:: Data shown ::
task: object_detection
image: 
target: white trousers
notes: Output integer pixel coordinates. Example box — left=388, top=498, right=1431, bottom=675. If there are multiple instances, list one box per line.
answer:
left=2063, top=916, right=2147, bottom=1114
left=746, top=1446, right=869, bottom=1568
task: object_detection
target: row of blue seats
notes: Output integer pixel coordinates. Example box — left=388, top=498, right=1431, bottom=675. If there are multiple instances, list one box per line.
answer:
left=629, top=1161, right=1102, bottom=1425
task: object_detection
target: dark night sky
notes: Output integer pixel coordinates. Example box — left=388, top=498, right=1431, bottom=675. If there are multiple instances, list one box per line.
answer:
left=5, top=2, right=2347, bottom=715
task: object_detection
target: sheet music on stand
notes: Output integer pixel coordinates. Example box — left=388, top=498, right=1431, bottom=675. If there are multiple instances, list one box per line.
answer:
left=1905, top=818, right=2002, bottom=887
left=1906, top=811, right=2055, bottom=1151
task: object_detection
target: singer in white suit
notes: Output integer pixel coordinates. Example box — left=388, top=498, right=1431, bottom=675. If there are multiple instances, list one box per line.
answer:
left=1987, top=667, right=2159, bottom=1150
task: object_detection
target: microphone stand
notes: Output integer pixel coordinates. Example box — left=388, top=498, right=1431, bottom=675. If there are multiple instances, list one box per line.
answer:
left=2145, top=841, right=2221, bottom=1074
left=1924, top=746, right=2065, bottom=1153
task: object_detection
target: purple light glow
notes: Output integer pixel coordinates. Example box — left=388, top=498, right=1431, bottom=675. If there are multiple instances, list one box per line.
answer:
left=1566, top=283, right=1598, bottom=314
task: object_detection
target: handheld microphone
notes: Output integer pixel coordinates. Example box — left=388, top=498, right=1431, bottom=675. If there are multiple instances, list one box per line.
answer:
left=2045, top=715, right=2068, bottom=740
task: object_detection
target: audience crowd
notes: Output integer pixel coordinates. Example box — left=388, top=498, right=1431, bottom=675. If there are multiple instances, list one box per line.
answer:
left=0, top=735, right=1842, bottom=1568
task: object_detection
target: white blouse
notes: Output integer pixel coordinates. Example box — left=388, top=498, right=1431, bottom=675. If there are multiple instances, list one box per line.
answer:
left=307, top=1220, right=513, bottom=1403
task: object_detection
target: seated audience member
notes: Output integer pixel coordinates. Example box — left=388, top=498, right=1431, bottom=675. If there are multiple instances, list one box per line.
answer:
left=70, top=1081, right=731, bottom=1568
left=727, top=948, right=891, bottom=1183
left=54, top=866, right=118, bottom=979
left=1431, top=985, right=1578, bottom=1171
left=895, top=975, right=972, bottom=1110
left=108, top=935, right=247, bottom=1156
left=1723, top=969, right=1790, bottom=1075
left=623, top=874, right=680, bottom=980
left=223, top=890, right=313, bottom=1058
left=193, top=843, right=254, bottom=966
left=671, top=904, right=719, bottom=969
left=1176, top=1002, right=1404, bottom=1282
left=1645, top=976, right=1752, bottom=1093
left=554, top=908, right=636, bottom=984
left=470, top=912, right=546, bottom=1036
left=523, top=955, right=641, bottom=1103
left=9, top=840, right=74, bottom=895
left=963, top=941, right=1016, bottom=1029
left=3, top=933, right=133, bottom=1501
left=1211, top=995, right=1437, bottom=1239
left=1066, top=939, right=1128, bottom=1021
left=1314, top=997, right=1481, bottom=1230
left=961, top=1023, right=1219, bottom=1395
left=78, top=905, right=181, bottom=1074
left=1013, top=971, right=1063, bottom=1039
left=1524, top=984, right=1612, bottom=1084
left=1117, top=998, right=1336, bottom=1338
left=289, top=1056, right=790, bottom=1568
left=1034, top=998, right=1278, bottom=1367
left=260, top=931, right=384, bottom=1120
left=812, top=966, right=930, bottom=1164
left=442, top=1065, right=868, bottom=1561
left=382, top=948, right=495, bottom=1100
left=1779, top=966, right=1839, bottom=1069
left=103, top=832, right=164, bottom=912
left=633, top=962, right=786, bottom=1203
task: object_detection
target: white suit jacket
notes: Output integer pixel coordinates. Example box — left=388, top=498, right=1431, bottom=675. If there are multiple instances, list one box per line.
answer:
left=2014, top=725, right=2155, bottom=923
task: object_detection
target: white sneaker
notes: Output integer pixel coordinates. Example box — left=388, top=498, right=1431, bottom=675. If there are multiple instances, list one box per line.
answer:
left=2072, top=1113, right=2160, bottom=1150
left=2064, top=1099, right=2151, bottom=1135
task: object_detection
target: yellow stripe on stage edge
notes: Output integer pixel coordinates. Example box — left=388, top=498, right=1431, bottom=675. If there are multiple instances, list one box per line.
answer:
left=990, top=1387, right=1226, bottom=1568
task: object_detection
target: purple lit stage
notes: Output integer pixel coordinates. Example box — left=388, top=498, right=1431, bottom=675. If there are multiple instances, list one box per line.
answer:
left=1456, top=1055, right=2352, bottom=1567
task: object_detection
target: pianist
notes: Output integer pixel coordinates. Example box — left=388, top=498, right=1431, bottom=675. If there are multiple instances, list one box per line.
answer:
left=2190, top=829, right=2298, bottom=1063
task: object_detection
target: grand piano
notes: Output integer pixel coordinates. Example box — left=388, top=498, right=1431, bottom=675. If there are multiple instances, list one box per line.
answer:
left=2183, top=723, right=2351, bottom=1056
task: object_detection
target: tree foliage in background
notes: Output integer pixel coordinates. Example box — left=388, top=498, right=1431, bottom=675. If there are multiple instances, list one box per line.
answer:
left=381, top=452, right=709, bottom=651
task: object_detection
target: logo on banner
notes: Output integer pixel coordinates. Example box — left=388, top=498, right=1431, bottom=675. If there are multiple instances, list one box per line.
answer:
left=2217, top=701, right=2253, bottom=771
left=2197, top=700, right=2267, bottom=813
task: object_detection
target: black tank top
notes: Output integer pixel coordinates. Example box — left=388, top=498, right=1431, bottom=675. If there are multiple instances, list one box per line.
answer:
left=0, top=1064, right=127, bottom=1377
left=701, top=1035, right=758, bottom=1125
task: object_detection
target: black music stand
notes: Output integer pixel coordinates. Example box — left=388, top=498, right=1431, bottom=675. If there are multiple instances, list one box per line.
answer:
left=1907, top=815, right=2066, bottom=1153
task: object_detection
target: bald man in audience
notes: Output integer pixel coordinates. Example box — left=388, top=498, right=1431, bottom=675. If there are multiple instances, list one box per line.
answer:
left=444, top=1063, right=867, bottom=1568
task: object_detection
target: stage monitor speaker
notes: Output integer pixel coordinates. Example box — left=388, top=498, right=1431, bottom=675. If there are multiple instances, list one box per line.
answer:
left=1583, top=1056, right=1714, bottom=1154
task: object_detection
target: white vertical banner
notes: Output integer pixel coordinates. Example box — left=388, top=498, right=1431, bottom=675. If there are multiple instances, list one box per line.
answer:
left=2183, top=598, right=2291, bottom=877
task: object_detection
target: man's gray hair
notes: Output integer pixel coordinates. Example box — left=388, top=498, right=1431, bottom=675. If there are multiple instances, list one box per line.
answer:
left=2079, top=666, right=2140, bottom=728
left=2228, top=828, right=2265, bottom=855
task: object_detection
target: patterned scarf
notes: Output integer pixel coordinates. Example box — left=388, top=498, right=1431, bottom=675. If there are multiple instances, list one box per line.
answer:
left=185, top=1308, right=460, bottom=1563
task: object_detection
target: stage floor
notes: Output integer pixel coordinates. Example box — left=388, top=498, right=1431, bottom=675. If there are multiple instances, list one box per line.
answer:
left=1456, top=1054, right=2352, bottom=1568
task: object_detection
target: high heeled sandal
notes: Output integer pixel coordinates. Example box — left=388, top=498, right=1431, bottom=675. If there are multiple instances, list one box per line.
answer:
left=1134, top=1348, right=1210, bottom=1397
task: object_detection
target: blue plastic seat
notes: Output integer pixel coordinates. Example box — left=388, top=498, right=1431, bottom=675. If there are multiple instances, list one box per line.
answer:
:::
● **Aim of the exercise**: Every line in the listing that holds the string "audience" should be copied out.

● **Response to this task**:
target: audience crowd
target: seated audience member
target: bald man in audience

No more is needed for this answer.